**Extrait fourni**

┄┄┄┄┄┄┄┄┄┄

En annonçant, le 12 septembre dernier, sa décision d’implanter sur le site des Archives nationales son projet présidentiel de “grand musée spécifiquement consacré à l’histoire de France”   , Nicolas Sarkozy ne s’attendait sûrement pas à soulever un tel tollé de la part des historiens. Nombreux sont ceux qui s’étaient déjà exprimés dans les colonnes des quotidiens, soulignant l’obsolescence d’un tel projet et le risque d’instrumentalisation de l’histoire à des fins politiques. Ainsi, dans une tribune parue dans l’édition du Monde du 22 octobre, neuf historiens, dont Roger Chartier et Daniel Roche du Collège de France, ou encore Jacques Le Goff de l’EHESS, demandaient la suspension du projet de la Maison de l’histoire de France. Le qualifiant de “dangereux”, reflet d’une “vision étriquée” de l’histoire ainsi que du “discours rétrograde” et identitaire du gouvernement, les signataires de ce manifeste s’insurgeaient également de la décision d’établir la Maison de l’histoire de France en plein cœur du Marais, sur le site historique des Archives nationales, alors que “tant d'espaces du travail rappelleraient plus aisément que l'histoire est aussi faite de “vies minuscules”, des hommes et des femmes ordinaires dont le quotidien et l'héritage légué à notre époque fut bien autre chose que la seule construction de l'Etat-nation et les souffrances imposées par l'histoire-bataille”   .

┄┄┄┄┄┄┄┄┄┄

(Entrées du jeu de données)
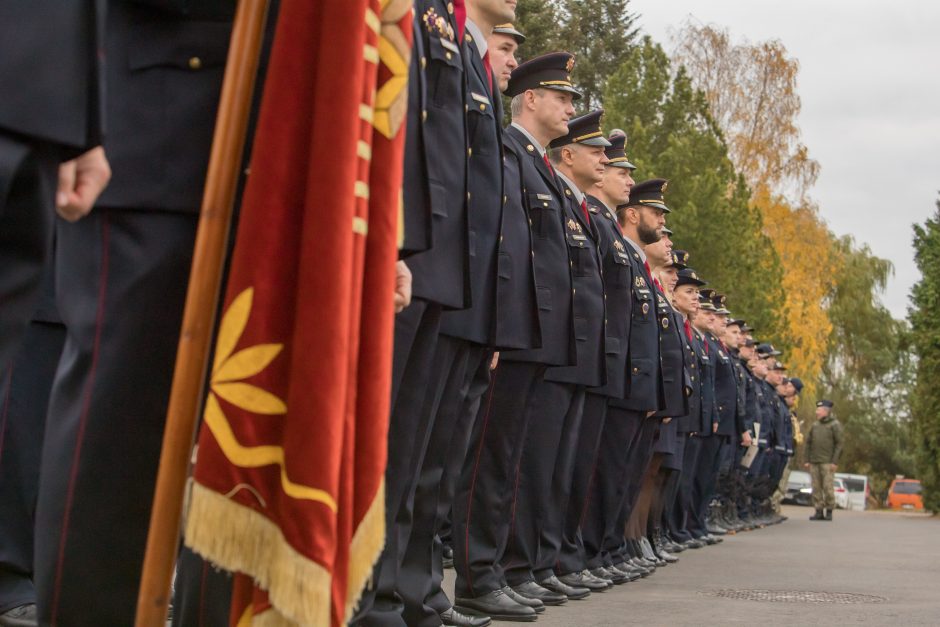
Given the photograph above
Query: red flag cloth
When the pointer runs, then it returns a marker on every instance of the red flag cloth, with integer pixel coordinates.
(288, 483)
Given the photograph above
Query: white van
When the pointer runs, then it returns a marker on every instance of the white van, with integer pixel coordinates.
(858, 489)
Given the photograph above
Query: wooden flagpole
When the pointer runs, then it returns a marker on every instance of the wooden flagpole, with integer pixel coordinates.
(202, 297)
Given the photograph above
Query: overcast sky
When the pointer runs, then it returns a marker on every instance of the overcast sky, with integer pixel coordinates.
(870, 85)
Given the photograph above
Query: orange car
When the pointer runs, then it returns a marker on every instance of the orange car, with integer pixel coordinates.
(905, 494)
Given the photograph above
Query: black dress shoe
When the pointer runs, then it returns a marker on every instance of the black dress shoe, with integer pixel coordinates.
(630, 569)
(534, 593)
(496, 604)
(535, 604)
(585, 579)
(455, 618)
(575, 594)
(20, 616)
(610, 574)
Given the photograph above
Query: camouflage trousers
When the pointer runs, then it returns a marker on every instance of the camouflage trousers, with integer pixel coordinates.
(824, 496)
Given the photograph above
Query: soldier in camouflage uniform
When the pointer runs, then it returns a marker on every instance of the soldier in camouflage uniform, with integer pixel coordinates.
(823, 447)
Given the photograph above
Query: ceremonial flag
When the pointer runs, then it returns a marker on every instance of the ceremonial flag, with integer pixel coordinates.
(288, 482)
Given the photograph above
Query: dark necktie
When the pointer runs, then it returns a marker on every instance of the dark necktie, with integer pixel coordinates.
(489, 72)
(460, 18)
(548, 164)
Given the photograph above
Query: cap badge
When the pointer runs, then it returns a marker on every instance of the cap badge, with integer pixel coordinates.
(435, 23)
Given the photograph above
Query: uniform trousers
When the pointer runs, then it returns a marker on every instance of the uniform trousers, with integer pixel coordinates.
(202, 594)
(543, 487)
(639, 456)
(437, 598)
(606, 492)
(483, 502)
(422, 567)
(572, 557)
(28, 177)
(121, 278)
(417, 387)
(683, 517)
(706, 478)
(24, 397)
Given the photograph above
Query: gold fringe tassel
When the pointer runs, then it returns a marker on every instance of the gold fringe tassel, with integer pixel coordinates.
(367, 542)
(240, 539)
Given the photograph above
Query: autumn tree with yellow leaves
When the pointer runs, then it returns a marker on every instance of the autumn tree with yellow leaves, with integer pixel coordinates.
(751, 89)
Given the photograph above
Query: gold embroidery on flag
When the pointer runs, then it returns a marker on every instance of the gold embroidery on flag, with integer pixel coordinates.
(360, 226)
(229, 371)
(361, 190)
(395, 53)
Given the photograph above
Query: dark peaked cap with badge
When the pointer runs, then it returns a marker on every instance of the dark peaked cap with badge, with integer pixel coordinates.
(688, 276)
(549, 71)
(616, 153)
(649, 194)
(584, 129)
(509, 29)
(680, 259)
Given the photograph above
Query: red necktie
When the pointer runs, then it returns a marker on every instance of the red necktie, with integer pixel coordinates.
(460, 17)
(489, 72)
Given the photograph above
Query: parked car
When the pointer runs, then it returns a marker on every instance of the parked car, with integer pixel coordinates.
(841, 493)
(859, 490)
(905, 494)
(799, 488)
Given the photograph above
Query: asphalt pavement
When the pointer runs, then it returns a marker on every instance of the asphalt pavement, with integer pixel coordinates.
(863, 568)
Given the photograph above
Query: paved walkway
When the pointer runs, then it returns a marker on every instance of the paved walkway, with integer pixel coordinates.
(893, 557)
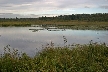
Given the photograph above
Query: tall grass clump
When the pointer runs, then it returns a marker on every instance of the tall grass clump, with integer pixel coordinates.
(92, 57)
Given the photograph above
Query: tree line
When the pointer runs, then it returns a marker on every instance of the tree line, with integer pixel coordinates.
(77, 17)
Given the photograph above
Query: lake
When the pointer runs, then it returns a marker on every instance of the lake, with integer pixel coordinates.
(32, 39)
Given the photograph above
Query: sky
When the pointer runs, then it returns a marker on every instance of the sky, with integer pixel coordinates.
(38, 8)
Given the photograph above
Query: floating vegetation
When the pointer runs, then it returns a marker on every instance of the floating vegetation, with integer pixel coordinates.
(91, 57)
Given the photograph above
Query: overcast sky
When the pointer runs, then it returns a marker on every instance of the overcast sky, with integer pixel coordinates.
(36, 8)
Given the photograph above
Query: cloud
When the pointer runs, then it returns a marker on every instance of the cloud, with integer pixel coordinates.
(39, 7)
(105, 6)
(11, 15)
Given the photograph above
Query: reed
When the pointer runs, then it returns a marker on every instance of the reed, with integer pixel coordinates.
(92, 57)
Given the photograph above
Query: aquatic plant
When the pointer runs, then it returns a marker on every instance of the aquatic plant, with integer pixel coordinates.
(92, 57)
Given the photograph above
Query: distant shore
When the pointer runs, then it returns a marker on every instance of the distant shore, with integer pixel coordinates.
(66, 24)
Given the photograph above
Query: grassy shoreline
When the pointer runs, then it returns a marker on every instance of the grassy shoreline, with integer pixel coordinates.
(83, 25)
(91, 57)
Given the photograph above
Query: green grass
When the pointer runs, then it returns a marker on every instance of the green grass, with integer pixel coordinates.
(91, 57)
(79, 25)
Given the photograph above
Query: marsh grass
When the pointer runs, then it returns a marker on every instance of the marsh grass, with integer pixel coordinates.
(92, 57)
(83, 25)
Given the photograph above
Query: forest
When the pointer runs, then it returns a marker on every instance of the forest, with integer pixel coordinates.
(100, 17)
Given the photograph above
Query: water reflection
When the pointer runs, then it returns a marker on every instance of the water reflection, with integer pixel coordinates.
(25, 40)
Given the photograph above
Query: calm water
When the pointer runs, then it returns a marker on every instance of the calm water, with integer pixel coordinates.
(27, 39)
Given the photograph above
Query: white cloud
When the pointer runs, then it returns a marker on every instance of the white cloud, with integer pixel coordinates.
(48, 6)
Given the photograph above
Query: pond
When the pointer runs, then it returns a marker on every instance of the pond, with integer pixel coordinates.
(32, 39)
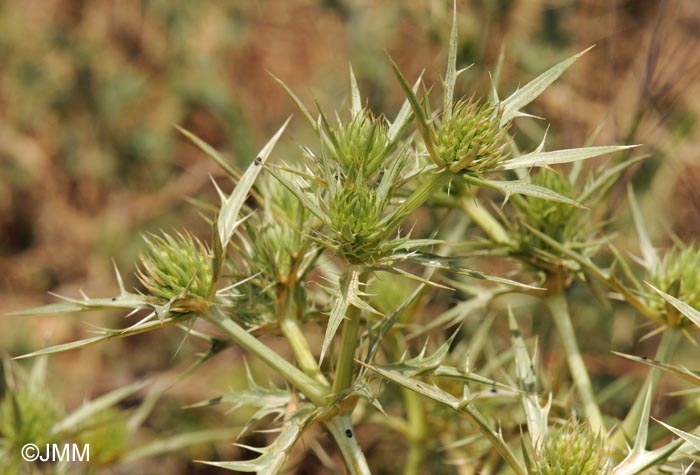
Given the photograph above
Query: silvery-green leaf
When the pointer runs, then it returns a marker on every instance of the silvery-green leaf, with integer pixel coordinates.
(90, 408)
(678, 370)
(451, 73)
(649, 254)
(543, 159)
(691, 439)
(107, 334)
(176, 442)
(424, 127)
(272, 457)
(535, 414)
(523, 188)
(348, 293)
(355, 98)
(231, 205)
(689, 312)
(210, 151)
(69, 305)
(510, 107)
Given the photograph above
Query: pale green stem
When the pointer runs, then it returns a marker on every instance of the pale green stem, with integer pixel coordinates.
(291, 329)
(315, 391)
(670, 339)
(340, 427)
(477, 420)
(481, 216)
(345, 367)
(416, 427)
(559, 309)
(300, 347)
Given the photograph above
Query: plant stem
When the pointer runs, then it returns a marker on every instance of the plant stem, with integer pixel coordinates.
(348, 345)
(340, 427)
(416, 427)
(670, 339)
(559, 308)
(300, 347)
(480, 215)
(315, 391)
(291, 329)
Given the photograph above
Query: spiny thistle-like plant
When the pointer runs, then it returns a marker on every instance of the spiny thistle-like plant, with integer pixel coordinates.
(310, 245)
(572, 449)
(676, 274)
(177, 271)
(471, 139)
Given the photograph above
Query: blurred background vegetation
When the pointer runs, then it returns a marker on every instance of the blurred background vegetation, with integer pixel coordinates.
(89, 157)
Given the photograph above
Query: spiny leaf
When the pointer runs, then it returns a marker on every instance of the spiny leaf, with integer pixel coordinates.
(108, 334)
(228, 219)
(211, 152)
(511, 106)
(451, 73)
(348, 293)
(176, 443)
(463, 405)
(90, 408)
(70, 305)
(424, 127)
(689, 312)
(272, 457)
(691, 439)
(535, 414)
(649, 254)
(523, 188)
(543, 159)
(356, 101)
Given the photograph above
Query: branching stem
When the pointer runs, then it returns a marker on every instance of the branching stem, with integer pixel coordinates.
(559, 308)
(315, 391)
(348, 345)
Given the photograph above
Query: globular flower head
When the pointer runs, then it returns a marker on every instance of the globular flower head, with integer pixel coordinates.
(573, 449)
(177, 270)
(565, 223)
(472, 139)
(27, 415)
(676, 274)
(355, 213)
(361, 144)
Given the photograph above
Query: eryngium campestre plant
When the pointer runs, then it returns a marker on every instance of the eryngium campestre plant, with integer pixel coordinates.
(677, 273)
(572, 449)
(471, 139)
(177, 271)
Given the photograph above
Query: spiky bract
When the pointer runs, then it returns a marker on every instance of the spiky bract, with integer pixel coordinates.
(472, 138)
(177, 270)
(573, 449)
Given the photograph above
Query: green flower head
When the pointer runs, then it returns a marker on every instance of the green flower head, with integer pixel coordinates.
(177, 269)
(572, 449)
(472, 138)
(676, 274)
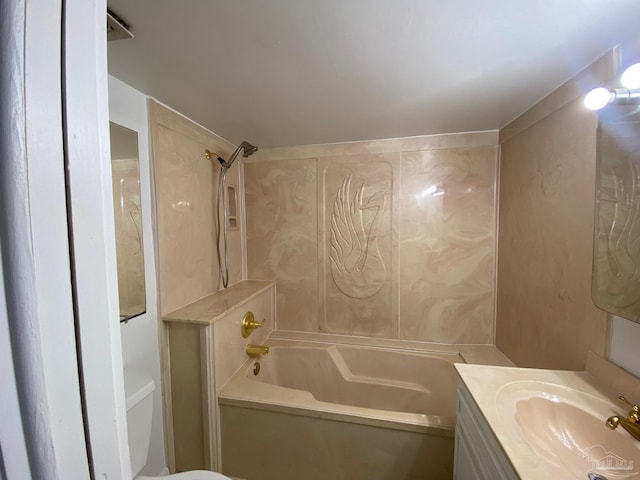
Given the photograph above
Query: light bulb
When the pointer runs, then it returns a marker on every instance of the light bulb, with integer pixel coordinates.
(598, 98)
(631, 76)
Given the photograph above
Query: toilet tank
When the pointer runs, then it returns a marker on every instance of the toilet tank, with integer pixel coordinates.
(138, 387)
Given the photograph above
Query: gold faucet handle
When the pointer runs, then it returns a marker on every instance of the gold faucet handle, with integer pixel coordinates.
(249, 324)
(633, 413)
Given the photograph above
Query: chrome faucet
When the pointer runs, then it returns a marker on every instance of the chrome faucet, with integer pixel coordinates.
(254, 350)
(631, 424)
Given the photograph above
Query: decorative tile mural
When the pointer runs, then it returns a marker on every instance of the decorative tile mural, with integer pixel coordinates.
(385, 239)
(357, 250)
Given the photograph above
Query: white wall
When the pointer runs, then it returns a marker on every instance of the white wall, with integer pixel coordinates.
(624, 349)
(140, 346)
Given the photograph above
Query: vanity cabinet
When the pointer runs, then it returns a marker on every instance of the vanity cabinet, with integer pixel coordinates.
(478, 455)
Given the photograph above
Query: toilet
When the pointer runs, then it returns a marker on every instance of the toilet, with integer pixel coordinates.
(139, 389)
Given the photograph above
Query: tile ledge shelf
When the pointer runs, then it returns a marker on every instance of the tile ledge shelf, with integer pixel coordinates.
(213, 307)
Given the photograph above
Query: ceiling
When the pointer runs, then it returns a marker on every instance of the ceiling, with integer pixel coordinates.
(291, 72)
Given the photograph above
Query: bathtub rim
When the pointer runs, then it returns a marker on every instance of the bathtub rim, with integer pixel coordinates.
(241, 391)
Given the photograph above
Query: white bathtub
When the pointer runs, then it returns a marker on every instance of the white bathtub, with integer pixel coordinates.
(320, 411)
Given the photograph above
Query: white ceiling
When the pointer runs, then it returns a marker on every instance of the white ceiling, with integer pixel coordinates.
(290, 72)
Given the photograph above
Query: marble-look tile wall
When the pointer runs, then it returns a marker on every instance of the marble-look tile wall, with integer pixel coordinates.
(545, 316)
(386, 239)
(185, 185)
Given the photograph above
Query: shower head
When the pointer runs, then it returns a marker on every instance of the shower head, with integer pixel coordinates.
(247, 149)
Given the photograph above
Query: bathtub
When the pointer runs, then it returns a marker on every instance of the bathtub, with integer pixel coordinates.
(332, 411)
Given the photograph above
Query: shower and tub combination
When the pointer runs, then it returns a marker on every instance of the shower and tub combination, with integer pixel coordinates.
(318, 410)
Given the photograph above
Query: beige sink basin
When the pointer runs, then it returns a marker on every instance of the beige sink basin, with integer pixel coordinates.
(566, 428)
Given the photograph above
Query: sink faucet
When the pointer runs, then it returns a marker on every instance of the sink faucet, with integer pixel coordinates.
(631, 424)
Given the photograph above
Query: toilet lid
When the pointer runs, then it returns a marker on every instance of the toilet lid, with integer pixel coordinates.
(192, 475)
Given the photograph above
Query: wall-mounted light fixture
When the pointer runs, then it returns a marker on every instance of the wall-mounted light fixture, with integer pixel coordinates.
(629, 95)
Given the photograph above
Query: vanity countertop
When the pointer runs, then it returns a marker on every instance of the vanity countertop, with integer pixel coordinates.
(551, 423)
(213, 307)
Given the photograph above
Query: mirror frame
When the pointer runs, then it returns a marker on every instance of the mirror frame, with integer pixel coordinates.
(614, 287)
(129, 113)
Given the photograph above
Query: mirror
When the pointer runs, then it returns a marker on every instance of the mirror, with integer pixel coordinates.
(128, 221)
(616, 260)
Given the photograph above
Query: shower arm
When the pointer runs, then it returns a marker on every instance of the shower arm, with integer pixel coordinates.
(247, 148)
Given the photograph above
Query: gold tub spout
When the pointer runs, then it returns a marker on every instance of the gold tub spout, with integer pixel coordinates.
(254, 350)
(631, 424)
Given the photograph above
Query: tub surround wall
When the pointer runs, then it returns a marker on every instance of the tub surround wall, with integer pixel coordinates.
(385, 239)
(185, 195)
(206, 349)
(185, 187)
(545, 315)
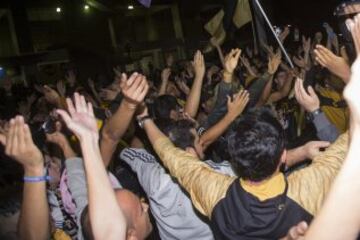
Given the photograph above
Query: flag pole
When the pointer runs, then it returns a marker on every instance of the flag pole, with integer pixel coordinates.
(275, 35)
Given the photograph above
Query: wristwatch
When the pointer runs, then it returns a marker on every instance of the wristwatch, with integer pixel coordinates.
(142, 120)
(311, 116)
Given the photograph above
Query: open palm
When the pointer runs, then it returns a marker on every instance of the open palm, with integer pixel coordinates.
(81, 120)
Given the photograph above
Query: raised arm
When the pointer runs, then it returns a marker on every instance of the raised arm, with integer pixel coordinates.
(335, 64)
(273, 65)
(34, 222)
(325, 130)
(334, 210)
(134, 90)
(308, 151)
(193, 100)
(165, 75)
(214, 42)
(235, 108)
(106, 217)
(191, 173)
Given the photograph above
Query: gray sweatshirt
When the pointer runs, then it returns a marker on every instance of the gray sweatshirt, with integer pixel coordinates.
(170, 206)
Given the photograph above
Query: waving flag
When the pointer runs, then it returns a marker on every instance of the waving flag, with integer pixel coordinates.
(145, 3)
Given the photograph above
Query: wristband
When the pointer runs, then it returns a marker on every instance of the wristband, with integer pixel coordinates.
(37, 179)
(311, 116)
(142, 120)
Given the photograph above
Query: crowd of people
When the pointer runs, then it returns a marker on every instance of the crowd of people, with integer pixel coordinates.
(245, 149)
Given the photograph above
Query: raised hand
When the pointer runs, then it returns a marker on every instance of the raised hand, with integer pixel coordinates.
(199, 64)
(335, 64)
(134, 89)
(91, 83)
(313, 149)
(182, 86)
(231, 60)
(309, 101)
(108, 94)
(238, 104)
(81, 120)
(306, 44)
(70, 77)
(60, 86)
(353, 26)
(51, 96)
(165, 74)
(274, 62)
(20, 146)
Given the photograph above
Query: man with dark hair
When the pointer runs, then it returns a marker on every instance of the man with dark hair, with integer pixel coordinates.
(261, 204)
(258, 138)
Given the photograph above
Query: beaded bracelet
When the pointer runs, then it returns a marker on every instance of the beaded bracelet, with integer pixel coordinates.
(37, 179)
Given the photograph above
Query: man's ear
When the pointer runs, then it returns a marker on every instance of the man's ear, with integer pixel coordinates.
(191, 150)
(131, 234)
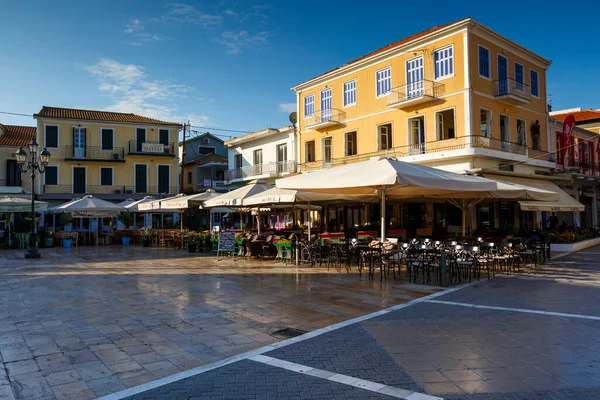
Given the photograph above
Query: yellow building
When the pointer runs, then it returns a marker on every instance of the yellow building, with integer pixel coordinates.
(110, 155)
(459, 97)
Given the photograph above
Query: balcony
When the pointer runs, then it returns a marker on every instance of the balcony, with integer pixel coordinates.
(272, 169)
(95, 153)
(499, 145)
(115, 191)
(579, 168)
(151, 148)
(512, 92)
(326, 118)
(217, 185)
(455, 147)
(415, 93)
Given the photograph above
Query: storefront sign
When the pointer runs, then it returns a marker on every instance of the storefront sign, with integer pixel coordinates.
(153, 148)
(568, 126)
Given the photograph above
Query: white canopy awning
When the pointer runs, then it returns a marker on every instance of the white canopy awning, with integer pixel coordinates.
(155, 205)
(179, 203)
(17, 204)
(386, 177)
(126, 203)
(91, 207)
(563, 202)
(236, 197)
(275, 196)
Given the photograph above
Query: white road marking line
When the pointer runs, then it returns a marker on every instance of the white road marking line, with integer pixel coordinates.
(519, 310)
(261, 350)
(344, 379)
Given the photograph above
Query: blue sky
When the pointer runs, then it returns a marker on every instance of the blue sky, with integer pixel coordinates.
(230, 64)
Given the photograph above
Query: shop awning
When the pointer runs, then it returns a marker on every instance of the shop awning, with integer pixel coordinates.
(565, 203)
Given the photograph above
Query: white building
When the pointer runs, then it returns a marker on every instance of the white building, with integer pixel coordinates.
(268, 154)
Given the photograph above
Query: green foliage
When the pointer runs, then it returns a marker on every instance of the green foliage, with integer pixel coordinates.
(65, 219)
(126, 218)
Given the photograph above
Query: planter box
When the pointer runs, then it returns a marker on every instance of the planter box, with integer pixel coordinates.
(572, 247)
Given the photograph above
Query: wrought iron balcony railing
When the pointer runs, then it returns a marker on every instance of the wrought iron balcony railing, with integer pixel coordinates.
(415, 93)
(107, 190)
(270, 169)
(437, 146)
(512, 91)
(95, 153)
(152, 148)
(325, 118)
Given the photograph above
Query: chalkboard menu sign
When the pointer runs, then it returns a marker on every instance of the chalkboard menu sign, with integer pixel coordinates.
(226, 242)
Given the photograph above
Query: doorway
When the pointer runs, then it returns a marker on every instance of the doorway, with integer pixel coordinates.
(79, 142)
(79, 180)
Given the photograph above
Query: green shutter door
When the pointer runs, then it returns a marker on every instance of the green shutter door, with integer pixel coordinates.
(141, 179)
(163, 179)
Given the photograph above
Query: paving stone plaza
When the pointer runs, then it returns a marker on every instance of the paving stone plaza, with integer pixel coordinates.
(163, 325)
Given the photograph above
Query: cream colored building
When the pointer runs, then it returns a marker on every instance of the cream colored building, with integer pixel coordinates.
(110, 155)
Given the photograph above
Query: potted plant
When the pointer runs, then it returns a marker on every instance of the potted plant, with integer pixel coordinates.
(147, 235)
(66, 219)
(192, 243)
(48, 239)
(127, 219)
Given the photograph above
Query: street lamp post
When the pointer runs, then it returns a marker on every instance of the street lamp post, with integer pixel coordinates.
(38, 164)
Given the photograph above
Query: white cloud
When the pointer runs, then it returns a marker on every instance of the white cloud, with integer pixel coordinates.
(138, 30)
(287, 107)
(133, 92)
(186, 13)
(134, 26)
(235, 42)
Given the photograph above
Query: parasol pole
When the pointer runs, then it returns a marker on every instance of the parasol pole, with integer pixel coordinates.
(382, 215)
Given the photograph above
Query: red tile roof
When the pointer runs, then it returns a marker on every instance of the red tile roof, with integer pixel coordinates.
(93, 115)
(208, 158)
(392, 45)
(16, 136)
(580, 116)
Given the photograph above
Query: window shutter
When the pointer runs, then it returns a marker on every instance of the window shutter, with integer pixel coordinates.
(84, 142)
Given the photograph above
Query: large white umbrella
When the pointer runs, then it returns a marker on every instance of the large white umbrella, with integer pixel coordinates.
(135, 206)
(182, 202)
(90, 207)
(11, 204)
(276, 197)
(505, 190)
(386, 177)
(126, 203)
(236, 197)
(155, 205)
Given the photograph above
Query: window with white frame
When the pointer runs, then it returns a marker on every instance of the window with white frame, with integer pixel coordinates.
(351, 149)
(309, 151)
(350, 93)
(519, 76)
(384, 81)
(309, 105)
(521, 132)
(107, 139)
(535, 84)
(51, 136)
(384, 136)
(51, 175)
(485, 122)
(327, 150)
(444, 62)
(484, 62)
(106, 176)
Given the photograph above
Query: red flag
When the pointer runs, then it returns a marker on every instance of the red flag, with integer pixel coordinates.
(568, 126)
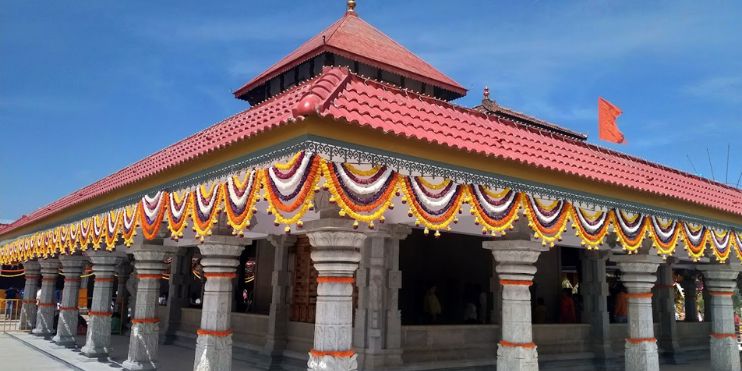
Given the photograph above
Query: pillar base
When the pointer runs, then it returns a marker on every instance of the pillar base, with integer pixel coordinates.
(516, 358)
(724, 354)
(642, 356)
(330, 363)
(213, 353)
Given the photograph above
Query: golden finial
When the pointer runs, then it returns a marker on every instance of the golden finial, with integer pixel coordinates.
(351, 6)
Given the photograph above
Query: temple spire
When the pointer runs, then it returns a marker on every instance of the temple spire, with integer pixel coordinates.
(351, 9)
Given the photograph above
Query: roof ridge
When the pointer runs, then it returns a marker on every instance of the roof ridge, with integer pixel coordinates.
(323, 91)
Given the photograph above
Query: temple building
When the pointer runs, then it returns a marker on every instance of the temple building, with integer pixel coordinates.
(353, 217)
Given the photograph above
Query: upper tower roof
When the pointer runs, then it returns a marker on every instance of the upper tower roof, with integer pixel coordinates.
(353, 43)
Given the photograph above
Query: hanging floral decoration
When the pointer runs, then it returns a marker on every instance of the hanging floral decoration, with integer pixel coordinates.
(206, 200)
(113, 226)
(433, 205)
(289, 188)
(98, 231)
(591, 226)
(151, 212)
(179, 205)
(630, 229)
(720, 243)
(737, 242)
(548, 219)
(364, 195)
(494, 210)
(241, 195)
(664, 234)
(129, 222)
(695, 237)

┄┄┄┄┄┄┄┄┄┄

**Exercices à faire**
[1] Dites, s'il vous plaît, si chacune des affirmations suivantes concorde avec l'extrait (oui ou non), et citez les mots de l'extrait qui permettent de trancher : (a) Nicolas Sarkozy a annoncé sa décision le 12 septembre. (b) La tribune a été signée par dix historiens. (c) Les signataires réclamaient la suspension du projet.
[2] Relevez tous les historiens nommés dans l'extrait.

**Réponses par exercice**
[1]
(a) Oui : « En annonçant, le 12 septembre dernier, sa décision »
(b) Non : « neuf historiens »
(c) Oui : « demandaient la suspension du projet de la Maison de l’histoire de France »

[2] Roger Chartier, Daniel Roche, Jacques Le Goff